++++ Provided data ++++

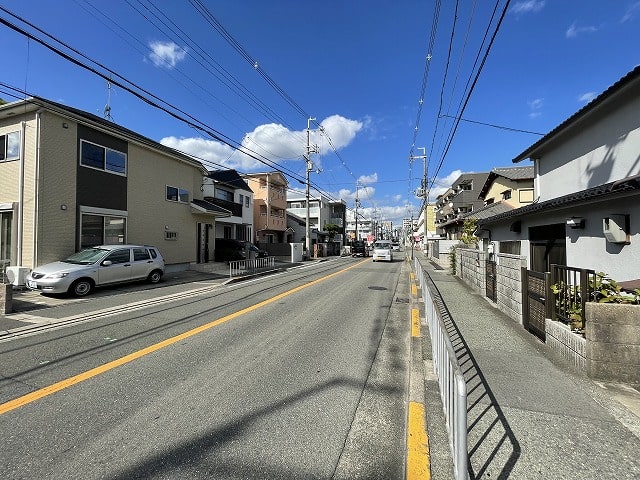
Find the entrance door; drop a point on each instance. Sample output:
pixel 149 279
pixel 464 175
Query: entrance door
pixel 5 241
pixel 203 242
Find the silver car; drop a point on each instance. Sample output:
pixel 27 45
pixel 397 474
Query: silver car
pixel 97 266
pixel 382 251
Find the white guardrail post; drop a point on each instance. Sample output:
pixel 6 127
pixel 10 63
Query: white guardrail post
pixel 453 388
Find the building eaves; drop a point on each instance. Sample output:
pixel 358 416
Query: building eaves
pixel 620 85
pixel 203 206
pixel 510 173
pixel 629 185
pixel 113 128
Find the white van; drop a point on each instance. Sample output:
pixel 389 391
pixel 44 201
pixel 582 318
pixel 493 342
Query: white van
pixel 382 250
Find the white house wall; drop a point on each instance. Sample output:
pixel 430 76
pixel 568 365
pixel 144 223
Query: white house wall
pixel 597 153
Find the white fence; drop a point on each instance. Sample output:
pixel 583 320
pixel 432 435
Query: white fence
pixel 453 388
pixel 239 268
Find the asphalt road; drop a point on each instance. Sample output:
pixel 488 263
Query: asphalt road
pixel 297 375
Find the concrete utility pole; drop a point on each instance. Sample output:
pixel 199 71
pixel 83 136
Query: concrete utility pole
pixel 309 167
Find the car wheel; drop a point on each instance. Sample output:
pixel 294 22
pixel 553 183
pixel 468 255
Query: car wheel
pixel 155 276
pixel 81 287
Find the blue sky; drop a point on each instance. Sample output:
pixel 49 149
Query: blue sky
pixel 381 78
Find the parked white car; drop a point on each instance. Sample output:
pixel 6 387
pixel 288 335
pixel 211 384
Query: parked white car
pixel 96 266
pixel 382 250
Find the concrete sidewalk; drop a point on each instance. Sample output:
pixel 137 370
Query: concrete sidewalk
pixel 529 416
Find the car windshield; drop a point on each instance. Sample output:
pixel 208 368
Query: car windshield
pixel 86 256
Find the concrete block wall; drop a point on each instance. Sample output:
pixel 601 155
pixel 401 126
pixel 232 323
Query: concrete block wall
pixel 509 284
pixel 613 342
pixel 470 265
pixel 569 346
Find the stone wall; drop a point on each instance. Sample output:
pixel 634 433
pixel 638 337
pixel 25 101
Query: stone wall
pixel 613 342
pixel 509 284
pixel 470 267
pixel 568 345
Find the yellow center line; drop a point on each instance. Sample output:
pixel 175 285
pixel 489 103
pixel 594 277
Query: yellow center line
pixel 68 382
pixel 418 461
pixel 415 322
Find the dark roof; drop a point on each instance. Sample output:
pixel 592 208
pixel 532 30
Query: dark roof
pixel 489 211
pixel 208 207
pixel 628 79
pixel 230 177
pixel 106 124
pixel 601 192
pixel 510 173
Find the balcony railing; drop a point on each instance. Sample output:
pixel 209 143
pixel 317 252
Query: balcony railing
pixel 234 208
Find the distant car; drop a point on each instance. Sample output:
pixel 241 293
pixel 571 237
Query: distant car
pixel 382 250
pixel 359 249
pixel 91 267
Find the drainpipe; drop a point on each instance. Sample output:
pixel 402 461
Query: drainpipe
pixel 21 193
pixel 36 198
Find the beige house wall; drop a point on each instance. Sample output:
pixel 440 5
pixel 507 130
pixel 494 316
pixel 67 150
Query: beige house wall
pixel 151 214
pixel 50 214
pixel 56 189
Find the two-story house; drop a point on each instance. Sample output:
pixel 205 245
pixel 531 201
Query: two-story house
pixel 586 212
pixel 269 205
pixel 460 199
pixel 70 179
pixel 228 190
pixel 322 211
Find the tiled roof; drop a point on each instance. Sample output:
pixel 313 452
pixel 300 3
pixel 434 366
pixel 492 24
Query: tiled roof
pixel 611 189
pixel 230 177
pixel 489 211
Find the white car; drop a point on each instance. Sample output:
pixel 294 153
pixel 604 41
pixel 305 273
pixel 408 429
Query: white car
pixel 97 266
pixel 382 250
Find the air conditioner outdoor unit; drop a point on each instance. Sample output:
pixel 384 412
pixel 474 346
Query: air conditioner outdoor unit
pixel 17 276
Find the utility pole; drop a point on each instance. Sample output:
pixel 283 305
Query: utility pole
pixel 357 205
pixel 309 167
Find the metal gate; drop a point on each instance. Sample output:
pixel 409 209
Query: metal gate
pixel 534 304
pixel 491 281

++++
++++ Provided data ++++

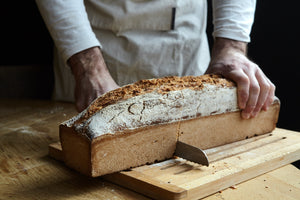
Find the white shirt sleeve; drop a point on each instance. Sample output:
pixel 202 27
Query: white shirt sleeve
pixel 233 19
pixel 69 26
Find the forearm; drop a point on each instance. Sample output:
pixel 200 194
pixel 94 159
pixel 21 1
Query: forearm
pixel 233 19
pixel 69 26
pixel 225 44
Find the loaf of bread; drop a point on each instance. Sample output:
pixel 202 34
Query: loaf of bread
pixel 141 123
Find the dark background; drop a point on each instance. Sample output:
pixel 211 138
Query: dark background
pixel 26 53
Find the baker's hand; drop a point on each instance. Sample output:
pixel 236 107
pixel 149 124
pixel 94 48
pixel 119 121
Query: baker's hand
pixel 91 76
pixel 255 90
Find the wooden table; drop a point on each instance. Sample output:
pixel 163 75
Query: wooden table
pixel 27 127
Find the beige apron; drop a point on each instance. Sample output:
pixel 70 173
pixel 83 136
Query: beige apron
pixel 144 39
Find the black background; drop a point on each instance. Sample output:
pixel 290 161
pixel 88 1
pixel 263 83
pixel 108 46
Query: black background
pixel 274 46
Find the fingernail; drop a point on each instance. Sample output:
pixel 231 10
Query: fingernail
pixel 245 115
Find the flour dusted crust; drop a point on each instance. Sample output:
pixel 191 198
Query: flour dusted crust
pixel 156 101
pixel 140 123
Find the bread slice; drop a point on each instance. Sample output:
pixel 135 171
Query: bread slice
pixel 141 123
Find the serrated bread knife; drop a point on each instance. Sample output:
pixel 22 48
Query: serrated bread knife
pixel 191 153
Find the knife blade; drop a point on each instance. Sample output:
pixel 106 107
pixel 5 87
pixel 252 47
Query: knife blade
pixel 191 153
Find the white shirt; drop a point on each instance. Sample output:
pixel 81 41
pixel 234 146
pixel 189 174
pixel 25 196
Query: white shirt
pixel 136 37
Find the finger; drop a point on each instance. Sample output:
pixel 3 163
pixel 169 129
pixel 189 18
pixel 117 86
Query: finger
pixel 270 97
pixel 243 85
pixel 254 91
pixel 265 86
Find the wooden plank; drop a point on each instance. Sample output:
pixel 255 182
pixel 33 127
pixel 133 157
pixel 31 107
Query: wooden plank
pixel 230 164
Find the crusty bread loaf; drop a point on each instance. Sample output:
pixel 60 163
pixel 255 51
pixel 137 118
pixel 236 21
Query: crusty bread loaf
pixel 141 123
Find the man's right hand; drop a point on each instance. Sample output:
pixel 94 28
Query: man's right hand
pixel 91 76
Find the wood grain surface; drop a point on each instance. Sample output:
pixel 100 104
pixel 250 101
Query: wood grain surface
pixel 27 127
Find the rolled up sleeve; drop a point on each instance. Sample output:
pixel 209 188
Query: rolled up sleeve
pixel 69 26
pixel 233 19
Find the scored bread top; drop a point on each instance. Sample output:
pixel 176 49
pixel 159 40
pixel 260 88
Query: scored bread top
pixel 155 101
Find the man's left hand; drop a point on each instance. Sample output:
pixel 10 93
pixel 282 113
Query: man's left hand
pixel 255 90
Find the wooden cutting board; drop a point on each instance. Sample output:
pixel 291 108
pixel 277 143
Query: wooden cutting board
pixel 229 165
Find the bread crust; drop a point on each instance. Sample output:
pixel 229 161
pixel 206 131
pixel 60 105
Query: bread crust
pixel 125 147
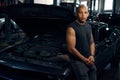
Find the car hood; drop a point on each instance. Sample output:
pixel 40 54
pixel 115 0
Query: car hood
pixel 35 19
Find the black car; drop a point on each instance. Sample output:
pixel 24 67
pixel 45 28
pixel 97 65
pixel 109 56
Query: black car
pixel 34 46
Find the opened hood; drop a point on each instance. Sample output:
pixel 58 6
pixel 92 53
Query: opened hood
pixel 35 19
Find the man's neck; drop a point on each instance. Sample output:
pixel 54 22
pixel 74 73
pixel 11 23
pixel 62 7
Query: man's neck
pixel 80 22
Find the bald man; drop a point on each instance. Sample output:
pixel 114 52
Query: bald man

++++
++++ Provided data ++++

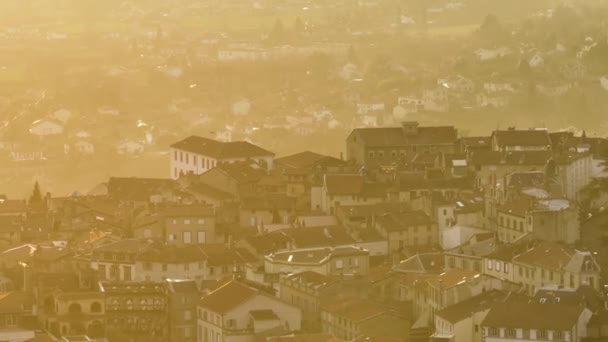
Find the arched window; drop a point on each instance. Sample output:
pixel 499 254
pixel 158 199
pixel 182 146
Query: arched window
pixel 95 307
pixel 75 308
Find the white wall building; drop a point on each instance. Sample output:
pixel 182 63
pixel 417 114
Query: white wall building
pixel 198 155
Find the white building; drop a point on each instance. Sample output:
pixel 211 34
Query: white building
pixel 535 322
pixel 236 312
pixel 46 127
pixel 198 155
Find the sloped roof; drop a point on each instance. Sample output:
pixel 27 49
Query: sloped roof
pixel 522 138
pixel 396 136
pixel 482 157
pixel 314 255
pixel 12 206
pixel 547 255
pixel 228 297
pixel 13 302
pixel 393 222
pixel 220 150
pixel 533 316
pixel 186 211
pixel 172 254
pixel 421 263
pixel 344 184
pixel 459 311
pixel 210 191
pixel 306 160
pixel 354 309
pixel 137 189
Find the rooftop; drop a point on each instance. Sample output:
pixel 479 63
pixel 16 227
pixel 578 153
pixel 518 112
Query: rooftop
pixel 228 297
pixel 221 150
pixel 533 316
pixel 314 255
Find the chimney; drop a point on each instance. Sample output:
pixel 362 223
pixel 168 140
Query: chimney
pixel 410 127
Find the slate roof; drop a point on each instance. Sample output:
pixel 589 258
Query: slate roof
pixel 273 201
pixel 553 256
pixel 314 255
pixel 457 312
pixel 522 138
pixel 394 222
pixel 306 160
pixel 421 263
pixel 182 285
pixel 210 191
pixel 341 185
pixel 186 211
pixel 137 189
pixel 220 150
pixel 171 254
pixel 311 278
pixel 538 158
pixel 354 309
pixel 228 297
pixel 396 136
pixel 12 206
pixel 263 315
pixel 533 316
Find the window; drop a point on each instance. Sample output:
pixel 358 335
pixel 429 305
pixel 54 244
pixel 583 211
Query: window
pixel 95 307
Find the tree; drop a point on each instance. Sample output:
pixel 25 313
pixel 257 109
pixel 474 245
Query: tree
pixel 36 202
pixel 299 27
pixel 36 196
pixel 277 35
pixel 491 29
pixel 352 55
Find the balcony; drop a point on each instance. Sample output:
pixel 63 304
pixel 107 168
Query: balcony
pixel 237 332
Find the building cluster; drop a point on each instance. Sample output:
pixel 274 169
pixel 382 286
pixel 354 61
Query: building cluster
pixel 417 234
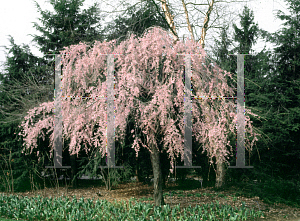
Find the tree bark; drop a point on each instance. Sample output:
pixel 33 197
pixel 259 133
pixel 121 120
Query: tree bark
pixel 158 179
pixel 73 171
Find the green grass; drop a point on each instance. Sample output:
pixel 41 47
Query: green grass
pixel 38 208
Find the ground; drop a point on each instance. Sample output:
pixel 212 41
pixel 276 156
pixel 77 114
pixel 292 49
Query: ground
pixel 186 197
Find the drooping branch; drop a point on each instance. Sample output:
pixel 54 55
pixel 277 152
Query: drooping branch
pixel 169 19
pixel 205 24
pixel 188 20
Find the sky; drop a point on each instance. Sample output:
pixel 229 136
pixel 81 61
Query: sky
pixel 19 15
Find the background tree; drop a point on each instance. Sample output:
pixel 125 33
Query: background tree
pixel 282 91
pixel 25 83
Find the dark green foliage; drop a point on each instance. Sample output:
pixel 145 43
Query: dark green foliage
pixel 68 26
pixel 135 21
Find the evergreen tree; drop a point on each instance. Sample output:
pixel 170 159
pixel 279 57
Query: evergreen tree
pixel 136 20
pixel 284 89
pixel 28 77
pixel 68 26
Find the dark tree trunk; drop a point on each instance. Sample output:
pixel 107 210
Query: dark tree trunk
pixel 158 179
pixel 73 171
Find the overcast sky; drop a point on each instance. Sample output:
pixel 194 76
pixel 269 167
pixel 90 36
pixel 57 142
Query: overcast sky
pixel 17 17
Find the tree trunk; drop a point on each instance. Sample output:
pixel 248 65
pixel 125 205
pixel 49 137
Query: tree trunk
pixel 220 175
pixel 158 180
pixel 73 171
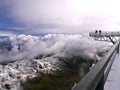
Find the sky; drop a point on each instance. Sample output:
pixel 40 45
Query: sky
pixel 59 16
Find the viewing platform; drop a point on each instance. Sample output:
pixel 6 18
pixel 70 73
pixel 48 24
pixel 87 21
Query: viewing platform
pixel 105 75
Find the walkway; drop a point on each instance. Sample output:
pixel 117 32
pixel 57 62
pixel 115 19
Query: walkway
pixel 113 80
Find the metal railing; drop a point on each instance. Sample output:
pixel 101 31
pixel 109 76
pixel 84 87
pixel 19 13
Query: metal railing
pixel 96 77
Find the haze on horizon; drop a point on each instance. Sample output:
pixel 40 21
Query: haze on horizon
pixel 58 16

++++

[Try it] Only the number should be given: the count of lines above that hold the word "bald".

[Answer to this exercise] 2